Problem to work on. Nothing but the lines from the top of the data to the line holding "query = pleated paper liner" should be printed, word for word and both ends included; leave the pictures out.

Content starts

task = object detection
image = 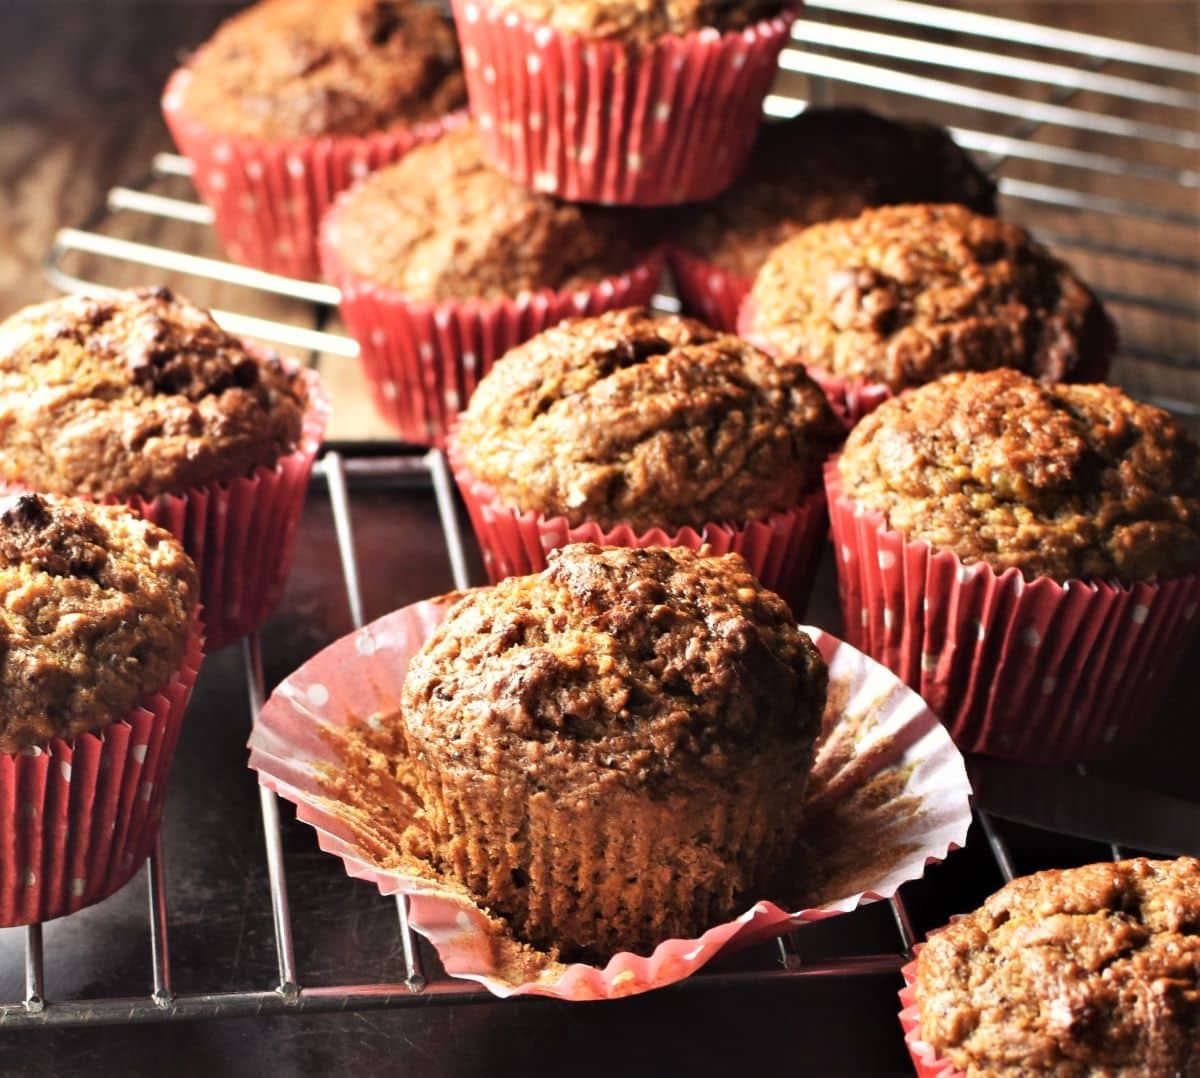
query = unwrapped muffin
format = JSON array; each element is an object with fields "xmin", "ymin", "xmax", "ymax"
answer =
[
  {"xmin": 828, "ymin": 368, "xmax": 1200, "ymax": 760},
  {"xmin": 163, "ymin": 0, "xmax": 467, "ymax": 278},
  {"xmin": 0, "ymin": 287, "xmax": 328, "ymax": 649},
  {"xmin": 320, "ymin": 126, "xmax": 664, "ymax": 444},
  {"xmin": 669, "ymin": 108, "xmax": 997, "ymax": 330},
  {"xmin": 906, "ymin": 857, "xmax": 1200, "ymax": 1076},
  {"xmin": 400, "ymin": 542, "xmax": 828, "ymax": 958},
  {"xmin": 450, "ymin": 307, "xmax": 842, "ymax": 608},
  {"xmin": 740, "ymin": 203, "xmax": 1116, "ymax": 421}
]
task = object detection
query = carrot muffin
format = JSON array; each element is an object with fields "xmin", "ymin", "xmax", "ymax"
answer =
[
  {"xmin": 400, "ymin": 542, "xmax": 827, "ymax": 958},
  {"xmin": 0, "ymin": 492, "xmax": 197, "ymax": 752},
  {"xmin": 743, "ymin": 203, "xmax": 1116, "ymax": 393},
  {"xmin": 914, "ymin": 857, "xmax": 1200, "ymax": 1076},
  {"xmin": 476, "ymin": 0, "xmax": 784, "ymax": 43},
  {"xmin": 456, "ymin": 307, "xmax": 842, "ymax": 532},
  {"xmin": 837, "ymin": 369, "xmax": 1200, "ymax": 584}
]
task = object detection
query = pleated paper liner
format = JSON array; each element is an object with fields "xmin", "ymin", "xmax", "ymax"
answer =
[
  {"xmin": 899, "ymin": 940, "xmax": 965, "ymax": 1078},
  {"xmin": 248, "ymin": 595, "xmax": 972, "ymax": 1001},
  {"xmin": 451, "ymin": 0, "xmax": 795, "ymax": 206},
  {"xmin": 446, "ymin": 429, "xmax": 829, "ymax": 616},
  {"xmin": 668, "ymin": 246, "xmax": 749, "ymax": 333},
  {"xmin": 319, "ymin": 215, "xmax": 666, "ymax": 448},
  {"xmin": 825, "ymin": 460, "xmax": 1200, "ymax": 762},
  {"xmin": 162, "ymin": 68, "xmax": 466, "ymax": 281},
  {"xmin": 0, "ymin": 613, "xmax": 203, "ymax": 927}
]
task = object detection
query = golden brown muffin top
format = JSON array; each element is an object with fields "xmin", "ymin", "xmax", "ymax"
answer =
[
  {"xmin": 916, "ymin": 858, "xmax": 1200, "ymax": 1077},
  {"xmin": 672, "ymin": 108, "xmax": 997, "ymax": 280},
  {"xmin": 401, "ymin": 543, "xmax": 827, "ymax": 796},
  {"xmin": 458, "ymin": 308, "xmax": 843, "ymax": 531},
  {"xmin": 327, "ymin": 124, "xmax": 653, "ymax": 302},
  {"xmin": 0, "ymin": 493, "xmax": 198, "ymax": 752},
  {"xmin": 0, "ymin": 287, "xmax": 308, "ymax": 500},
  {"xmin": 477, "ymin": 0, "xmax": 784, "ymax": 44},
  {"xmin": 745, "ymin": 203, "xmax": 1116, "ymax": 391},
  {"xmin": 838, "ymin": 369, "xmax": 1200, "ymax": 583},
  {"xmin": 178, "ymin": 0, "xmax": 466, "ymax": 140}
]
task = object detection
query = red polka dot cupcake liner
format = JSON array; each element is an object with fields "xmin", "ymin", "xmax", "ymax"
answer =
[
  {"xmin": 162, "ymin": 67, "xmax": 465, "ymax": 280},
  {"xmin": 898, "ymin": 942, "xmax": 966, "ymax": 1078},
  {"xmin": 448, "ymin": 428, "xmax": 829, "ymax": 615},
  {"xmin": 320, "ymin": 207, "xmax": 665, "ymax": 447},
  {"xmin": 825, "ymin": 460, "xmax": 1200, "ymax": 762},
  {"xmin": 667, "ymin": 246, "xmax": 749, "ymax": 333},
  {"xmin": 450, "ymin": 0, "xmax": 795, "ymax": 205},
  {"xmin": 0, "ymin": 613, "xmax": 203, "ymax": 927}
]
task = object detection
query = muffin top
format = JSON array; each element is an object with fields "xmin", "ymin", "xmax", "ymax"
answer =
[
  {"xmin": 0, "ymin": 493, "xmax": 198, "ymax": 752},
  {"xmin": 745, "ymin": 203, "xmax": 1116, "ymax": 391},
  {"xmin": 477, "ymin": 0, "xmax": 784, "ymax": 44},
  {"xmin": 401, "ymin": 543, "xmax": 827, "ymax": 797},
  {"xmin": 838, "ymin": 369, "xmax": 1200, "ymax": 583},
  {"xmin": 458, "ymin": 308, "xmax": 843, "ymax": 531},
  {"xmin": 177, "ymin": 0, "xmax": 466, "ymax": 140},
  {"xmin": 673, "ymin": 108, "xmax": 997, "ymax": 280},
  {"xmin": 327, "ymin": 124, "xmax": 653, "ymax": 302},
  {"xmin": 916, "ymin": 857, "xmax": 1200, "ymax": 1077},
  {"xmin": 0, "ymin": 288, "xmax": 309, "ymax": 500}
]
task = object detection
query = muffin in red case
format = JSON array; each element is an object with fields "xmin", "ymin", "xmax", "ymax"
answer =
[
  {"xmin": 451, "ymin": 0, "xmax": 795, "ymax": 205},
  {"xmin": 162, "ymin": 0, "xmax": 468, "ymax": 280}
]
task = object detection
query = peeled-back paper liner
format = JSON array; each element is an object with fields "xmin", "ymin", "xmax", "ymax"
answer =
[
  {"xmin": 0, "ymin": 614, "xmax": 203, "ymax": 927},
  {"xmin": 3, "ymin": 368, "xmax": 329, "ymax": 653},
  {"xmin": 825, "ymin": 460, "xmax": 1200, "ymax": 762},
  {"xmin": 248, "ymin": 596, "xmax": 972, "ymax": 1001},
  {"xmin": 667, "ymin": 246, "xmax": 750, "ymax": 333},
  {"xmin": 451, "ymin": 0, "xmax": 794, "ymax": 206},
  {"xmin": 898, "ymin": 936, "xmax": 966, "ymax": 1078},
  {"xmin": 446, "ymin": 429, "xmax": 829, "ymax": 616},
  {"xmin": 320, "ymin": 211, "xmax": 665, "ymax": 447},
  {"xmin": 162, "ymin": 67, "xmax": 465, "ymax": 280}
]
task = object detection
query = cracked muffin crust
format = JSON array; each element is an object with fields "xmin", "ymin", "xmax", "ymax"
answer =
[
  {"xmin": 915, "ymin": 857, "xmax": 1200, "ymax": 1077},
  {"xmin": 327, "ymin": 124, "xmax": 653, "ymax": 302},
  {"xmin": 179, "ymin": 0, "xmax": 466, "ymax": 140},
  {"xmin": 0, "ymin": 493, "xmax": 198, "ymax": 752},
  {"xmin": 837, "ymin": 369, "xmax": 1200, "ymax": 583},
  {"xmin": 457, "ymin": 307, "xmax": 842, "ymax": 531},
  {"xmin": 744, "ymin": 203, "xmax": 1115, "ymax": 392},
  {"xmin": 400, "ymin": 543, "xmax": 827, "ymax": 956},
  {"xmin": 0, "ymin": 287, "xmax": 308, "ymax": 500}
]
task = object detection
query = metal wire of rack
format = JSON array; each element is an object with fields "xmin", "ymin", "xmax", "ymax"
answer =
[{"xmin": 5, "ymin": 0, "xmax": 1194, "ymax": 1030}]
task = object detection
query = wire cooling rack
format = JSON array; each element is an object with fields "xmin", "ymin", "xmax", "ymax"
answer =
[{"xmin": 5, "ymin": 0, "xmax": 1196, "ymax": 1029}]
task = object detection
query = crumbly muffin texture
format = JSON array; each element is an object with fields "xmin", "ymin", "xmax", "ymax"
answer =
[
  {"xmin": 179, "ymin": 0, "xmax": 466, "ymax": 140},
  {"xmin": 458, "ymin": 308, "xmax": 842, "ymax": 531},
  {"xmin": 674, "ymin": 108, "xmax": 997, "ymax": 280},
  {"xmin": 838, "ymin": 369, "xmax": 1200, "ymax": 583},
  {"xmin": 0, "ymin": 493, "xmax": 197, "ymax": 751},
  {"xmin": 329, "ymin": 124, "xmax": 652, "ymax": 302},
  {"xmin": 0, "ymin": 287, "xmax": 308, "ymax": 499},
  {"xmin": 916, "ymin": 858, "xmax": 1200, "ymax": 1077},
  {"xmin": 746, "ymin": 203, "xmax": 1115, "ymax": 391},
  {"xmin": 479, "ymin": 0, "xmax": 784, "ymax": 44}
]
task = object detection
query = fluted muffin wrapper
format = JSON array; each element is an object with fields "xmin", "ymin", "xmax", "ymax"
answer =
[
  {"xmin": 451, "ymin": 0, "xmax": 795, "ymax": 206},
  {"xmin": 0, "ymin": 613, "xmax": 203, "ymax": 927},
  {"xmin": 248, "ymin": 596, "xmax": 972, "ymax": 1001},
  {"xmin": 668, "ymin": 246, "xmax": 750, "ymax": 333},
  {"xmin": 319, "ymin": 210, "xmax": 665, "ymax": 446},
  {"xmin": 1, "ymin": 368, "xmax": 329, "ymax": 651},
  {"xmin": 162, "ymin": 67, "xmax": 465, "ymax": 280},
  {"xmin": 825, "ymin": 461, "xmax": 1200, "ymax": 762},
  {"xmin": 446, "ymin": 428, "xmax": 829, "ymax": 615},
  {"xmin": 898, "ymin": 935, "xmax": 966, "ymax": 1078}
]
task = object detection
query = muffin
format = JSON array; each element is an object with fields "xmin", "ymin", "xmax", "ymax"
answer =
[
  {"xmin": 320, "ymin": 125, "xmax": 664, "ymax": 444},
  {"xmin": 451, "ymin": 0, "xmax": 795, "ymax": 204},
  {"xmin": 400, "ymin": 543, "xmax": 828, "ymax": 958},
  {"xmin": 450, "ymin": 307, "xmax": 843, "ymax": 609},
  {"xmin": 903, "ymin": 858, "xmax": 1200, "ymax": 1076},
  {"xmin": 828, "ymin": 368, "xmax": 1200, "ymax": 760},
  {"xmin": 669, "ymin": 108, "xmax": 998, "ymax": 331},
  {"xmin": 740, "ymin": 203, "xmax": 1116, "ymax": 422},
  {"xmin": 0, "ymin": 287, "xmax": 329, "ymax": 649},
  {"xmin": 163, "ymin": 0, "xmax": 468, "ymax": 279},
  {"xmin": 0, "ymin": 492, "xmax": 202, "ymax": 926}
]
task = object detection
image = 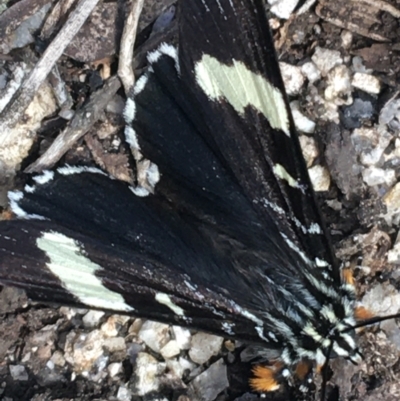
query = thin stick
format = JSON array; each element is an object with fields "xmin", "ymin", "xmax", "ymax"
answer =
[
  {"xmin": 24, "ymin": 76, "xmax": 121, "ymax": 173},
  {"xmin": 0, "ymin": 0, "xmax": 100, "ymax": 143},
  {"xmin": 118, "ymin": 0, "xmax": 145, "ymax": 94}
]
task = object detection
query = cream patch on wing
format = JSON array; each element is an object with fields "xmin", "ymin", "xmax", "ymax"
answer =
[{"xmin": 195, "ymin": 54, "xmax": 290, "ymax": 136}]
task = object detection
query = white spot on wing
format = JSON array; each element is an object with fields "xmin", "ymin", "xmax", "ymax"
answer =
[
  {"xmin": 184, "ymin": 280, "xmax": 197, "ymax": 291},
  {"xmin": 37, "ymin": 232, "xmax": 134, "ymax": 312},
  {"xmin": 9, "ymin": 191, "xmax": 46, "ymax": 220},
  {"xmin": 315, "ymin": 257, "xmax": 329, "ymax": 267},
  {"xmin": 221, "ymin": 322, "xmax": 235, "ymax": 335},
  {"xmin": 341, "ymin": 283, "xmax": 356, "ymax": 294},
  {"xmin": 268, "ymin": 331, "xmax": 278, "ymax": 342},
  {"xmin": 255, "ymin": 326, "xmax": 270, "ymax": 342},
  {"xmin": 235, "ymin": 307, "xmax": 263, "ymax": 326},
  {"xmin": 281, "ymin": 233, "xmax": 312, "ymax": 266},
  {"xmin": 134, "ymin": 74, "xmax": 149, "ymax": 96},
  {"xmin": 320, "ymin": 305, "xmax": 338, "ymax": 324},
  {"xmin": 215, "ymin": 0, "xmax": 224, "ymax": 14},
  {"xmin": 24, "ymin": 185, "xmax": 35, "ymax": 193},
  {"xmin": 146, "ymin": 163, "xmax": 160, "ymax": 187},
  {"xmin": 124, "ymin": 97, "xmax": 136, "ymax": 124},
  {"xmin": 308, "ymin": 222, "xmax": 322, "ymax": 234},
  {"xmin": 304, "ymin": 272, "xmax": 340, "ymax": 300},
  {"xmin": 33, "ymin": 170, "xmax": 54, "ymax": 185},
  {"xmin": 147, "ymin": 43, "xmax": 179, "ymax": 73},
  {"xmin": 315, "ymin": 349, "xmax": 326, "ymax": 366},
  {"xmin": 273, "ymin": 164, "xmax": 305, "ymax": 193},
  {"xmin": 200, "ymin": 0, "xmax": 210, "ymax": 12},
  {"xmin": 261, "ymin": 198, "xmax": 285, "ymax": 216},
  {"xmin": 155, "ymin": 292, "xmax": 185, "ymax": 316},
  {"xmin": 281, "ymin": 348, "xmax": 292, "ymax": 364},
  {"xmin": 259, "ymin": 198, "xmax": 321, "ymax": 235},
  {"xmin": 124, "ymin": 126, "xmax": 140, "ymax": 150},
  {"xmin": 130, "ymin": 186, "xmax": 150, "ymax": 197},
  {"xmin": 195, "ymin": 55, "xmax": 290, "ymax": 136},
  {"xmin": 302, "ymin": 322, "xmax": 322, "ymax": 342},
  {"xmin": 332, "ymin": 342, "xmax": 351, "ymax": 357}
]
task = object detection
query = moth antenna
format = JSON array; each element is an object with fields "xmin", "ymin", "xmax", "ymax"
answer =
[{"xmin": 344, "ymin": 312, "xmax": 400, "ymax": 332}]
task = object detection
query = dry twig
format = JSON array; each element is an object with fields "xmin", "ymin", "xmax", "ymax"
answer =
[
  {"xmin": 118, "ymin": 0, "xmax": 145, "ymax": 94},
  {"xmin": 0, "ymin": 0, "xmax": 100, "ymax": 144},
  {"xmin": 25, "ymin": 76, "xmax": 121, "ymax": 173}
]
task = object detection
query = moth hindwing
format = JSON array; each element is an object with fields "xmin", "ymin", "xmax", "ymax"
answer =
[{"xmin": 0, "ymin": 0, "xmax": 361, "ymax": 397}]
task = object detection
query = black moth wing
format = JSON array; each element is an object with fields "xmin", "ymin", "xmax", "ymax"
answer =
[
  {"xmin": 127, "ymin": 0, "xmax": 345, "ymax": 336},
  {"xmin": 176, "ymin": 0, "xmax": 340, "ymax": 279},
  {"xmin": 0, "ymin": 0, "xmax": 342, "ymax": 350},
  {"xmin": 1, "ymin": 168, "xmax": 278, "ymax": 344}
]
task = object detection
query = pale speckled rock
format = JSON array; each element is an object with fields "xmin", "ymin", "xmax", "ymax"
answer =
[
  {"xmin": 383, "ymin": 183, "xmax": 400, "ymax": 226},
  {"xmin": 101, "ymin": 315, "xmax": 130, "ymax": 337},
  {"xmin": 379, "ymin": 323, "xmax": 400, "ymax": 353},
  {"xmin": 268, "ymin": 0, "xmax": 299, "ymax": 19},
  {"xmin": 172, "ymin": 326, "xmax": 191, "ymax": 350},
  {"xmin": 30, "ymin": 326, "xmax": 57, "ymax": 352},
  {"xmin": 299, "ymin": 135, "xmax": 318, "ymax": 167},
  {"xmin": 9, "ymin": 365, "xmax": 29, "ymax": 381},
  {"xmin": 21, "ymin": 352, "xmax": 31, "ymax": 363},
  {"xmin": 103, "ymin": 337, "xmax": 126, "ymax": 353},
  {"xmin": 362, "ymin": 284, "xmax": 400, "ymax": 316},
  {"xmin": 138, "ymin": 321, "xmax": 170, "ymax": 353},
  {"xmin": 117, "ymin": 385, "xmax": 132, "ymax": 401},
  {"xmin": 189, "ymin": 333, "xmax": 224, "ymax": 364},
  {"xmin": 290, "ymin": 101, "xmax": 316, "ymax": 134},
  {"xmin": 362, "ymin": 284, "xmax": 400, "ymax": 350},
  {"xmin": 82, "ymin": 310, "xmax": 105, "ymax": 328},
  {"xmin": 326, "ymin": 199, "xmax": 343, "ymax": 211},
  {"xmin": 0, "ymin": 80, "xmax": 57, "ymax": 188},
  {"xmin": 74, "ymin": 308, "xmax": 89, "ymax": 315},
  {"xmin": 7, "ymin": 4, "xmax": 52, "ymax": 52},
  {"xmin": 64, "ymin": 330, "xmax": 106, "ymax": 373},
  {"xmin": 280, "ymin": 62, "xmax": 305, "ymax": 95},
  {"xmin": 166, "ymin": 356, "xmax": 196, "ymax": 379},
  {"xmin": 352, "ymin": 72, "xmax": 381, "ymax": 94},
  {"xmin": 269, "ymin": 17, "xmax": 281, "ymax": 30},
  {"xmin": 351, "ymin": 126, "xmax": 391, "ymax": 166},
  {"xmin": 380, "ymin": 98, "xmax": 400, "ymax": 132},
  {"xmin": 133, "ymin": 352, "xmax": 166, "ymax": 396},
  {"xmin": 362, "ymin": 166, "xmax": 395, "ymax": 187},
  {"xmin": 50, "ymin": 350, "xmax": 66, "ymax": 367},
  {"xmin": 311, "ymin": 47, "xmax": 343, "ymax": 76},
  {"xmin": 127, "ymin": 342, "xmax": 144, "ymax": 362},
  {"xmin": 308, "ymin": 165, "xmax": 331, "ymax": 191},
  {"xmin": 324, "ymin": 65, "xmax": 352, "ymax": 105},
  {"xmin": 166, "ymin": 359, "xmax": 185, "ymax": 379},
  {"xmin": 160, "ymin": 339, "xmax": 181, "ymax": 359},
  {"xmin": 352, "ymin": 56, "xmax": 372, "ymax": 74},
  {"xmin": 128, "ymin": 318, "xmax": 144, "ymax": 335},
  {"xmin": 388, "ymin": 234, "xmax": 400, "ymax": 264},
  {"xmin": 341, "ymin": 30, "xmax": 353, "ymax": 49},
  {"xmin": 301, "ymin": 61, "xmax": 321, "ymax": 84},
  {"xmin": 59, "ymin": 306, "xmax": 77, "ymax": 320},
  {"xmin": 108, "ymin": 362, "xmax": 123, "ymax": 378},
  {"xmin": 188, "ymin": 358, "xmax": 228, "ymax": 401}
]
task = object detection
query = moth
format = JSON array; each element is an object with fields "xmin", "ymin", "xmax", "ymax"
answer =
[{"xmin": 0, "ymin": 0, "xmax": 394, "ymax": 400}]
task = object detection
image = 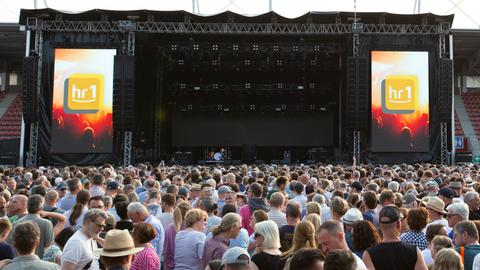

Content ends

The answer.
task = object detection
image = 
query = unwrapped muffin
format = JSON array; each element is an object with fields "xmin", "ymin", "xmax", "ymax"
answer =
[
  {"xmin": 828, "ymin": 368, "xmax": 1200, "ymax": 760},
  {"xmin": 163, "ymin": 0, "xmax": 467, "ymax": 278},
  {"xmin": 0, "ymin": 287, "xmax": 328, "ymax": 649},
  {"xmin": 320, "ymin": 126, "xmax": 664, "ymax": 444},
  {"xmin": 669, "ymin": 108, "xmax": 997, "ymax": 330},
  {"xmin": 906, "ymin": 857, "xmax": 1200, "ymax": 1076},
  {"xmin": 400, "ymin": 542, "xmax": 828, "ymax": 958},
  {"xmin": 450, "ymin": 307, "xmax": 842, "ymax": 608},
  {"xmin": 740, "ymin": 203, "xmax": 1116, "ymax": 421}
]
task = object detection
query = carrot muffin
format = JSON array; each element is an object with fields "xmin", "ymin", "xmax", "ymax"
answer =
[
  {"xmin": 400, "ymin": 542, "xmax": 827, "ymax": 958},
  {"xmin": 0, "ymin": 492, "xmax": 197, "ymax": 752},
  {"xmin": 743, "ymin": 203, "xmax": 1116, "ymax": 393},
  {"xmin": 914, "ymin": 857, "xmax": 1200, "ymax": 1076},
  {"xmin": 476, "ymin": 0, "xmax": 784, "ymax": 43},
  {"xmin": 456, "ymin": 307, "xmax": 842, "ymax": 532},
  {"xmin": 837, "ymin": 369, "xmax": 1200, "ymax": 584}
]
task = object detection
query = pleated paper liner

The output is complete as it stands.